## Document section

+ + + + + + +

In other implementations, the electrode set in the ion entrance section 1460 (FIG. 15A) and/or the intermediate section 1468 (FIG. 15B) may be grouped to apply other types of RF fields, as described above.

In the case of the ion transport apparatus 1300 illustrated in FIG. 13, the arrangement of electrodes and corresponding RF voltages may be similar to FIG. 15A at the ion entrance end 1324 and FIG. 15B at the ion exit end 1328. The RF will axially vary from a higher-order field (e.g., dodecapole) to a lower-order field (e.g., hexapole). At the ion exit end 1328, the radii of the varying-radius electrodes 1304, 1308 may, however, be small enough that a quadrupole field predominates at the ion exit end 1328 as in the case of the ion transport apparatus 1400 illustrated in FIG. 14.

FIG. 16 is a side (length-wise) view of an example of ion transport apparatus 1600 according to other implementations. The ion transport apparatus 1600 includes an ion entrance section 1660, an ion exit section 1664, and optionally one or more intermediate ion transport sections 1668, all axially positioned along a longitudinal axis 1620. The ion transport apparatus 1600 includes a plurality of electrodes, including first electrodes 1606 in the ion entrance section 1660, second electrodes 1610 in the ion exit section 1664, and third electrodes 1614 in the intermediate section 1668 if provided. The electrodes 1606, 1610, 1614 are arranged circumferentially about the longitudinal axis 1620 such that at least a portion of the electrodes 1606, 1610, 1614 are disposed at a radial distance from the longitudinal axis 1620 in the transverse plane. The first electrodes 1606 are spaced from each other by a first axial distance 1690 relative to the longitudinal axis 1620, and the second electrodes 1610 are spaced from each other by a second axial distance 1694 that is greater than the first axial distance 1690. The third electrodes 1614 (if provided) are spaced from each other by a third axial distance 1698 that is greater than the first axial distance 1690 but less than the second axial distance 1694. Accordingly, each section 1660, 1664, 1668 of the ion transport apparatus 1600 is characterized by electrodes of different axial spacing as compared to the other sections 1660, 1664, 1668. In the example specifically illustrated in FIG. 16, the axial spacing between electrodes in any given section 1660, 1664, 1668 is uniform over the extent of that section 1660, 1664, 1668. Alternatively, the axial spacing between the electrodes in one or more of the sections 1660, 1664, 1668 may vary as well, e.g., the axial spacing in a given section may increase in the direction through that section toward the ion exit end 1628.

In the example given in FIG. 16, the electrodes are provided in the form of helices coiled about the longitudinal axis 1620. Thus in this example, the axial spacing 1690, 1694, 1698 between electrodes corresponds to the helical pitch of the electrodes. Thus, the helical pitch increases in the direction of the ion exit end 1628 from one section to another and/or through individual sections. The helical pitch may be varied gradually or in steps. With the inner diameter of the helices fixed, the pseudo-potential well of the ion transport apparatus 1600 is varied gradually or in steps via the varying of the pitch in the direction toward the ion exit end 1628. In the present example, each section 1660, 1664, 1668 respectively includes two electrodes 1606, 1610, 1614 to which RF voltages are applied 180 out of phase. More than two electrodes, however, may be provided in a given section. By the illustrated configuration, the ion transport apparatus 1600 generates a higher-order multipole RF field in the ion entrance section 1660, a lower-order multipole RF field in the ion exit section 1664, and a second higher-order multipole RF field in the intermediate section 1668 (if provided) that is of lower order than the electrical field in the ion entrance section 1660 but higher order than the electrical field in the ion exit section 1664. As in other implementations described herein, the axially varying RF field results in a converging ion beam.

+ + + + + + +

## Challenge A
Report how many lines of the rows contain the string "fire", treating case as significant. Give only the number.

Rows from a data collection

+ + + + + + +

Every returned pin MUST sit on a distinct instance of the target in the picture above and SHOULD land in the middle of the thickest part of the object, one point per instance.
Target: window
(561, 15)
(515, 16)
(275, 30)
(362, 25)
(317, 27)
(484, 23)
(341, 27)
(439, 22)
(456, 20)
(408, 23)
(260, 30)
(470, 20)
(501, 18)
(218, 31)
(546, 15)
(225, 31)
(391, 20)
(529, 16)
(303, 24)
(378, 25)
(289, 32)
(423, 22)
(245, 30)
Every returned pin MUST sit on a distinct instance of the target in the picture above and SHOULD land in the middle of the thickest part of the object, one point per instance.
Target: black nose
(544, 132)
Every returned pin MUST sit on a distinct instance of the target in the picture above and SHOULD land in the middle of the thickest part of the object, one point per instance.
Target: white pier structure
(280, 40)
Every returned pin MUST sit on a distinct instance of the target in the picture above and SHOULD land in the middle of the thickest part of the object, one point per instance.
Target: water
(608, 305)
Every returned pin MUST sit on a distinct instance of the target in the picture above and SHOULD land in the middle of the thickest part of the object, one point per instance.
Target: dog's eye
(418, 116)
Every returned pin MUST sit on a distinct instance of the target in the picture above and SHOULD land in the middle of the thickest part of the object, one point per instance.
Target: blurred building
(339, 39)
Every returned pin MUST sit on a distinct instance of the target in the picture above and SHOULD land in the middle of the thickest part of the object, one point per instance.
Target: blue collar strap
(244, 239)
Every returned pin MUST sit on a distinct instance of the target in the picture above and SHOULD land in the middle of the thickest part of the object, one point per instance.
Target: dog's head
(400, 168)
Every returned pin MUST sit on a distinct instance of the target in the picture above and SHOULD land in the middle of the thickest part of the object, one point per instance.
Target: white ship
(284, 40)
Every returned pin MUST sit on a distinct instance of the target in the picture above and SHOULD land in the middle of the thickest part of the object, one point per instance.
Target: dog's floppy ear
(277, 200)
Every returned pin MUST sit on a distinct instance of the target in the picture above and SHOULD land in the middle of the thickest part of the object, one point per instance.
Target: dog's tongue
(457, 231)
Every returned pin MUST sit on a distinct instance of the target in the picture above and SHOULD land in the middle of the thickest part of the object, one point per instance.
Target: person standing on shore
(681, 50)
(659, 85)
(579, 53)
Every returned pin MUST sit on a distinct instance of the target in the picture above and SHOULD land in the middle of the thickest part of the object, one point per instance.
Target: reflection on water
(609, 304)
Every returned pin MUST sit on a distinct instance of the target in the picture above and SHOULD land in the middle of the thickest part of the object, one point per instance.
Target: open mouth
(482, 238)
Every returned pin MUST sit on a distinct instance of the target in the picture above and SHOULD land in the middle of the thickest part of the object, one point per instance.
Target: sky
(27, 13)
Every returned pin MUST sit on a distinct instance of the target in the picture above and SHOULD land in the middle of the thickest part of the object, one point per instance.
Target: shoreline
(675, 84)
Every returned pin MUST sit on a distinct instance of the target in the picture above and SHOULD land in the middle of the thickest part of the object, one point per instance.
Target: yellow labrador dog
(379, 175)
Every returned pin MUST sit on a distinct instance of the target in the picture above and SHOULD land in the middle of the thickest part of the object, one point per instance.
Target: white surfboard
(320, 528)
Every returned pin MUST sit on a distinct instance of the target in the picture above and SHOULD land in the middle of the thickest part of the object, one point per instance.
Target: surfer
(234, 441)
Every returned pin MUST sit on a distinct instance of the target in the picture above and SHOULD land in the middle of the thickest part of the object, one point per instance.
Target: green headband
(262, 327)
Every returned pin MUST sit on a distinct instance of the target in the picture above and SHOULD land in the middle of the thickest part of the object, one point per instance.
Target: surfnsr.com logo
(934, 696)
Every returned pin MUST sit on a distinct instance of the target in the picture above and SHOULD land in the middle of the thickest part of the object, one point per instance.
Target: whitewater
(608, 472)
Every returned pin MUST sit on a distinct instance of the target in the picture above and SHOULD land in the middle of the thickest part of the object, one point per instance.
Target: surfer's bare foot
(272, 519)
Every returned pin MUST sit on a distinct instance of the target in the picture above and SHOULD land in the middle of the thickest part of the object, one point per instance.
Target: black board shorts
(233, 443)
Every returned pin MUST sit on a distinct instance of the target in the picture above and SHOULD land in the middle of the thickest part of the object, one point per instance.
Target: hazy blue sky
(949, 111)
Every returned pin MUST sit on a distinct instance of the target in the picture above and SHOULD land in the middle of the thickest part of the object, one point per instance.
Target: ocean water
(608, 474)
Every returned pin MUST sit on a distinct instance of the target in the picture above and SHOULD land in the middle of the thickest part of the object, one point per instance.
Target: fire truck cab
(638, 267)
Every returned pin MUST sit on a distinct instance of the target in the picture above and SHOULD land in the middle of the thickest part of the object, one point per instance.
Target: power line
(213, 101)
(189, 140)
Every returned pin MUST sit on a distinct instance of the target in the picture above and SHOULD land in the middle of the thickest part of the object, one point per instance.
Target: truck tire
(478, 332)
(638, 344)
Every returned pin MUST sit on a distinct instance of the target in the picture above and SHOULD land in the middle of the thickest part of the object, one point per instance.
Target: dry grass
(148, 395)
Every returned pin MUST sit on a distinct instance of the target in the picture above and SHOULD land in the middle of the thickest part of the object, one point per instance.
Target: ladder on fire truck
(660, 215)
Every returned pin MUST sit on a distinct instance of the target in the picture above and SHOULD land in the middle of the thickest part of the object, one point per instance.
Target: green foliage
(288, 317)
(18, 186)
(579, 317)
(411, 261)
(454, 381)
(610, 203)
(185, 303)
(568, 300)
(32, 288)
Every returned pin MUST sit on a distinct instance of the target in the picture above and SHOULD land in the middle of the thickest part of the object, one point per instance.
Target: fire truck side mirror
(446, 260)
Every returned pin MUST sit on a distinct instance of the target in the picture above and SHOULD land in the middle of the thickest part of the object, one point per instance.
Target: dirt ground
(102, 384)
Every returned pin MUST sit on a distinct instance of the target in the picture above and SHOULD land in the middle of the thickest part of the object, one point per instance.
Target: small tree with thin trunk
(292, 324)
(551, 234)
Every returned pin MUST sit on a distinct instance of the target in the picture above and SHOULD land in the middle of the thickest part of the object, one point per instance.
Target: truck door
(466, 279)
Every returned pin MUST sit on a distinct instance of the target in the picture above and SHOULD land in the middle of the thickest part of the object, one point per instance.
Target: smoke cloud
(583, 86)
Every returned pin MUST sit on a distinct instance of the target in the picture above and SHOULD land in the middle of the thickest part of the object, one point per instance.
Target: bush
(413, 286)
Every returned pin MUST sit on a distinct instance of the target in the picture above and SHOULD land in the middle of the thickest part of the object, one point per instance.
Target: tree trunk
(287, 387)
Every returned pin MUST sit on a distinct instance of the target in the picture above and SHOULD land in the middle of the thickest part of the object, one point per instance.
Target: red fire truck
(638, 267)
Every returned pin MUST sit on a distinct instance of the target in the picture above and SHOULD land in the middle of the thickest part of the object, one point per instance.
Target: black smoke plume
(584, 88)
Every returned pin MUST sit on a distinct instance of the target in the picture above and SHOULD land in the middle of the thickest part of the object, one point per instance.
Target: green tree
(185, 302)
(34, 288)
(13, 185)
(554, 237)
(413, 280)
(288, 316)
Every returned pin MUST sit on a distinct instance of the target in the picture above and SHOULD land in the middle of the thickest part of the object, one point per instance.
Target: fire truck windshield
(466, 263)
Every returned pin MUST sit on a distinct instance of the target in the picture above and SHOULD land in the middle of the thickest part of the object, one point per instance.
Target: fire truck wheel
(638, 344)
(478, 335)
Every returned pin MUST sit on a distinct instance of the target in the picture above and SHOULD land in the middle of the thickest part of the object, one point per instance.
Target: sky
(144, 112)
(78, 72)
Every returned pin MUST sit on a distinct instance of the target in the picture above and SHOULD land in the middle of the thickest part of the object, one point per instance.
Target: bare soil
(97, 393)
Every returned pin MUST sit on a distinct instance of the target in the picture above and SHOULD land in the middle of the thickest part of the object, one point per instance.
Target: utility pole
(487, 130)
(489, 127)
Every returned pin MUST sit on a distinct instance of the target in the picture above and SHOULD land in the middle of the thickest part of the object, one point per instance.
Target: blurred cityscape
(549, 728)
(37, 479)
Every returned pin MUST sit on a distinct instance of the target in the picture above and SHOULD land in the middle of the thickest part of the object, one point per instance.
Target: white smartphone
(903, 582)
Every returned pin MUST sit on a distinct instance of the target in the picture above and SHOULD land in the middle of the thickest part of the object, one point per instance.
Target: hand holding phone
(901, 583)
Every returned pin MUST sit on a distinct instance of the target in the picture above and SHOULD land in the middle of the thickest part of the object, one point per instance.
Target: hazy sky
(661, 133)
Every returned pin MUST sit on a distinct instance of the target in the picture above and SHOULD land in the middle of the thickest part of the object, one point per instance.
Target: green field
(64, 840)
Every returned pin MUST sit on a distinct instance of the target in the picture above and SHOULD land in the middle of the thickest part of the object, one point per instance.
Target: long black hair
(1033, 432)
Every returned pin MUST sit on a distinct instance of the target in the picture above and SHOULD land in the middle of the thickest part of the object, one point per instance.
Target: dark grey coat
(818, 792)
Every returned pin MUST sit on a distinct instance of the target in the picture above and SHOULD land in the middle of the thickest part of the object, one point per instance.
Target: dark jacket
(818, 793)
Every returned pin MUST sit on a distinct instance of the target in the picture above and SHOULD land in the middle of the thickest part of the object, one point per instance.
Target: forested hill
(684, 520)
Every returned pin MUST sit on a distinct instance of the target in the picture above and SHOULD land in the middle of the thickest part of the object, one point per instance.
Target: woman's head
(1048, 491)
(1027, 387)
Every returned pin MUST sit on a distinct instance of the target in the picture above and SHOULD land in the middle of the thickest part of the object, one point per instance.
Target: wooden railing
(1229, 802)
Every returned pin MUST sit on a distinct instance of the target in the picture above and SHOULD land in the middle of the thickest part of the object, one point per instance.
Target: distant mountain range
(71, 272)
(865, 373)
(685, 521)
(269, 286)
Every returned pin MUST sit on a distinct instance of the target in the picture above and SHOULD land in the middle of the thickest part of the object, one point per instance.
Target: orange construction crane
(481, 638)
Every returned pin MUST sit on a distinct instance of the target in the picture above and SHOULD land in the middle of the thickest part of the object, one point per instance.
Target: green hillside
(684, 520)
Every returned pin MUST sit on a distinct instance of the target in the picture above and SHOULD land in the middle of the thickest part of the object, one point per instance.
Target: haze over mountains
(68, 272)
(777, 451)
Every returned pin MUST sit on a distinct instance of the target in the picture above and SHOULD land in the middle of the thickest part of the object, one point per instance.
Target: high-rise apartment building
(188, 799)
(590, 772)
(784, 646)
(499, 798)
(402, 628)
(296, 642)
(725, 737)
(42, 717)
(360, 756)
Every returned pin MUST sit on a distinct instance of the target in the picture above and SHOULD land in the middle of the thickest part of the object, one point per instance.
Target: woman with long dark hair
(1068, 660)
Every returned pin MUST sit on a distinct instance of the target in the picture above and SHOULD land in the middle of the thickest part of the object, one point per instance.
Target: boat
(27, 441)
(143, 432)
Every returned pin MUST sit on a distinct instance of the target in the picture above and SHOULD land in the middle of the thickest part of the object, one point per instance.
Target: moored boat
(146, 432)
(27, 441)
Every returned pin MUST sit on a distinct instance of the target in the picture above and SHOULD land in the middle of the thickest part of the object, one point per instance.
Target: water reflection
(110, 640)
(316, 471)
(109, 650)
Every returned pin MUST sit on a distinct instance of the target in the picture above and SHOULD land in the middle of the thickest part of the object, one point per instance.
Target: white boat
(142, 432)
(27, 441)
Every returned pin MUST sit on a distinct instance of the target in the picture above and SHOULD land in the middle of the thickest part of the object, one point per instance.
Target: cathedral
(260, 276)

+ + + + + + +

## Challenge B
For each statement below, answer yes or no according to the ion transport text, and quote the words of the text that decide it. (i) In the FIG. 16 apparatus, the second axial distance 1694 is greater than the first axial distance 1690. (ii) In the FIG. 16 example, the inner diameter of the helices changes toward the ion exit end. (iii) In the present example, each section includes three electrodes.

## Full answer A
6

## Full answer B
(i) Yes: "the second electrodes 1610 are spaced from each other by a second axial distance 1694 that is greater than the first axial distance 1690"
(ii) No: "With the inner diameter of the helices fixed"
(iii) No: "each section 1660, 1664, 1668 respectively includes two electrodes 1606, 1610, 1614"